* [PASSAGE SHOWN]:
- - -
Hundreds of mourners staged candlelight vigils in West Virginia towns the evening of April 7 honoring the 29 coal miners who died in the explosion at Massey Energy's Upper Big Branch Mine, Monday April 5, and for the four missing miners. Rescuers were forced to turn back, once again, by heavy concentrations of explosive methane in the five-miles-long mine.
The biggest vigil was in Cabin Creek, site of coalfield wars a century ago as miners struggled to win union rights in the face of vicious coal company union-busting and brutal exploitation. W. Va. Gov. Joe Manchin, a Democrat, came to the Cabin Creek vigil to comfort the families of miners of those who died and of those still missing.
Former Whitesville, W. Va. Mayor, Earl Howell, 85, himself a retired coal miner told Reuters that safety and health in the coal mines has sharply declined as the number of unionized mines has plummeted.
That charge was echoed by Jimmy Platt, 54, a former Massey miner now employed as a chef. Platt said the mine "was an accident waiting to happen" as Massey ran roughshod over safety and health regulations. Ten of the citations issued against Massey were for poor ventilation to clear the mine of explosive methane. Pratt said the main difference between a non-union and a unionized mine "is the right to say no" and refuse to work in a gas-filled mine.
In Washington, Labor Secretary Hilda Solis promised to find out how such a tragedy could happen. "Twenty-five hardworking men died unnecessarily. The very best way we can honor them is to do our job. The investigating team is committed to finding out what happened and we will take action."
- - -
* [ASSIGNED TASK]:
Return everything in the vigil report from "Former Whitesville, W." down to "a gas-filled mine.", copied word for word.

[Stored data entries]
- - -
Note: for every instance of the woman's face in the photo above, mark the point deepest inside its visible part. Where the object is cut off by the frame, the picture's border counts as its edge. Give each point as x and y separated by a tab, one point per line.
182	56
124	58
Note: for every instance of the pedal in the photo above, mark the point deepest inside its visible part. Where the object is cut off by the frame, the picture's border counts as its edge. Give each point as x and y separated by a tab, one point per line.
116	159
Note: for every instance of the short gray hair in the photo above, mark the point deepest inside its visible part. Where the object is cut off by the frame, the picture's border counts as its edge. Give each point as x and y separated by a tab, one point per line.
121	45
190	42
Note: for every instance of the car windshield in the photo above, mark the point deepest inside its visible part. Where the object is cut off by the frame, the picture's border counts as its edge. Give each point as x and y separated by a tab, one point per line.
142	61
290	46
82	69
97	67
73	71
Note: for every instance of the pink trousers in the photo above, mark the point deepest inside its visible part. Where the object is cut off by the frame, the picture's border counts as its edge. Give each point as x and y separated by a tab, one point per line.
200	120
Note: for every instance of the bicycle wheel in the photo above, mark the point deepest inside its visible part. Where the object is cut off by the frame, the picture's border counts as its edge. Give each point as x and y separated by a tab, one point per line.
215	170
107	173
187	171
- - -
* [TASK OUTPUT]:
Former Whitesville, W. Va. Mayor, Earl Howell, 85, himself a retired coal miner told Reuters that safety and health in the coal mines has sharply declined as the number of unionized mines has plummeted.
That charge was echoed by Jimmy Platt, 54, a former Massey miner now employed as a chef. Platt said the mine "was an accident waiting to happen" as Massey ran roughshod over safety and health regulations. Ten of the citations issued against Massey were for poor ventilation to clear the mine of explosive methane. Pratt said the main difference between a non-union and a unionized mine "is the right to say no" and refuse to work in a gas-filled mine.